--- Extract to read ---
>>

Few politicians have championed Colorado’s oil and gas industry more aggressively than Boebert, a far-right activist who unseated former U.S. Rep. Scott Tipton with an upset victory in the 3rd District Republican primary in 2020.

Boebert herself once worked for a pipeline company, and her husband, Jayson, from whom she recently filed for divorce, is a 20-year veteran of Garfield County’s natural gas industry. He collected nearly $1 million in consulting fees from gas driller Terra Energy Partners in 2019 and 2020. Boebert’s former restaurant, the gun-themed Shooters Grill, opened in downtown Rifle in 2013, on the same block where so many businesses had closed their doors in Black Sunday’s wake — a symbol of both the town’s economic recovery and its increasingly conservative political bent.

U.S. Rep. Lauren Boebert of Silt speaks Sept. 10, 2022, during the Club 20 Western Colorado Candidate Debates at Colorado Mesa University in Grand Junction. Boebert debated her opponent Adam Frisch, a Western Slope Democrat. (William Woody for Colorado Newsline)

In Congress, Boebert has been one of the Biden administration’s most outspoken critics on energy policy. The first bill she introduced in the House of Representatives sought to force the country’s withdrawal from the Paris Agreement on climate change, and she made headlines last year when she attended the State of the Union wearing a shawl emblazoned with the words “Drill Baby Drill.”

“These radicals have no regard for jobs, our economy or responsible energy production and will mount a full-court press to force their socialist agenda down our throats,” she wrote shortly after Biden’s election. That’s an attitude shared by many residents and local officials in oil- and gas-producing regions in Colorado and Utah, even if it’s not always expressed in such confrontational terms.

“Eastern Utah has always relied on the energy sector as the pillar of our economy, and it’s been very good to us,” Heaton, the director of the SCIC, said in June. “(That’s) being taken away. We all know that — and it’s not a market decision, it’s not a decision we’re making. They’re being dictated by government policy at a higher level.”

Boebert has been especially critical of environmental activists’ successful efforts to block the Jordan Cove Energy Project, a proposal to build a 234-mile natural-gas pipeline and export terminal in Coos Bay, Oregon. The project was championed by Piceance Basin gas drillers who sought to open up new markets for their product overseas, but it was denied key permits by Oregon state officials who cited concerns over its climate and water-quality impacts.

Despite her record of opposition to environmental and safety regulations, however, Boebert has joined other Republicans in harshly criticizing the Biden administration over railroad accidents like the February derailment of a Norfolk Southern train carrying hazardous materials in East Palestine. In April, Boebert wrote that Buttigieg “can’t seem to fix the near-constant train derailments in our country,” and praised former Fox News host Tucker Carlson for covering the incident after “the mainstream media has given up discussing” it.

Along with other right-wing commentators, Carlson spoke of the East Palestine derailment in dark, conspiracist terms, accusing Biden of intentionally neglecting an area in rural Ohio that is “overwhelmingly white and politically conservative.” The Anti-Defamation League also said in the wake of the derailment that white-supremacist groups were “co-opting the tragedy … to advance their claims that the political system is in place to disadvantage and overlook white people.”

U.S. Rep. Lauren Boebert of Silt has lodged repeated criticisms of President Joe Biden’s administration over rail safety in the wake of a derailment in East Palestine, Ohio, but has remained silent about a project that could result in a tenfold increase in hazardous materials traveling by rail through the heart of her district.

<<

--- Exercise prompt ---
In the article about Lauren Boebert, what did the first bill she introduced in the House seek to do? The listing comes from a different source than the article.

--- Available data ---
>>

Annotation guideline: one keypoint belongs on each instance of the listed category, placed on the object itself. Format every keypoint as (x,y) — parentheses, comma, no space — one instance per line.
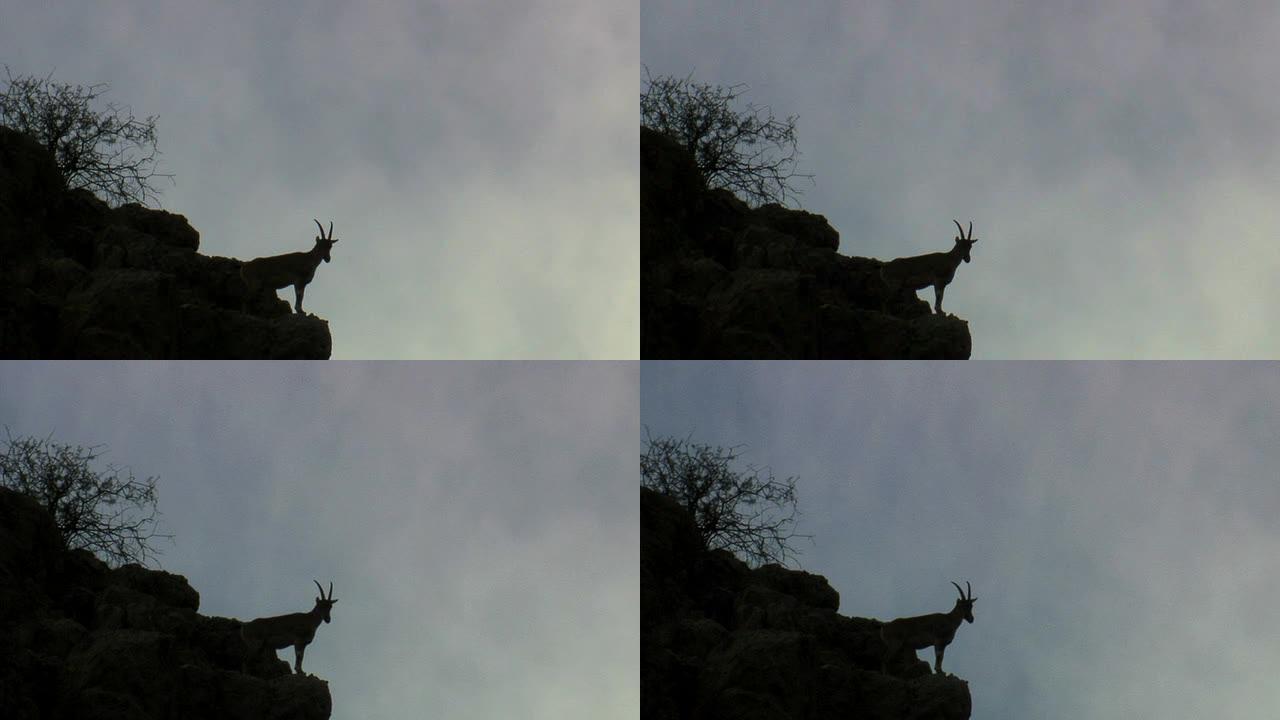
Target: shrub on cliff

<<

--- Final result ---
It sought to force the country's withdrawal from the Paris Agreement on climate change.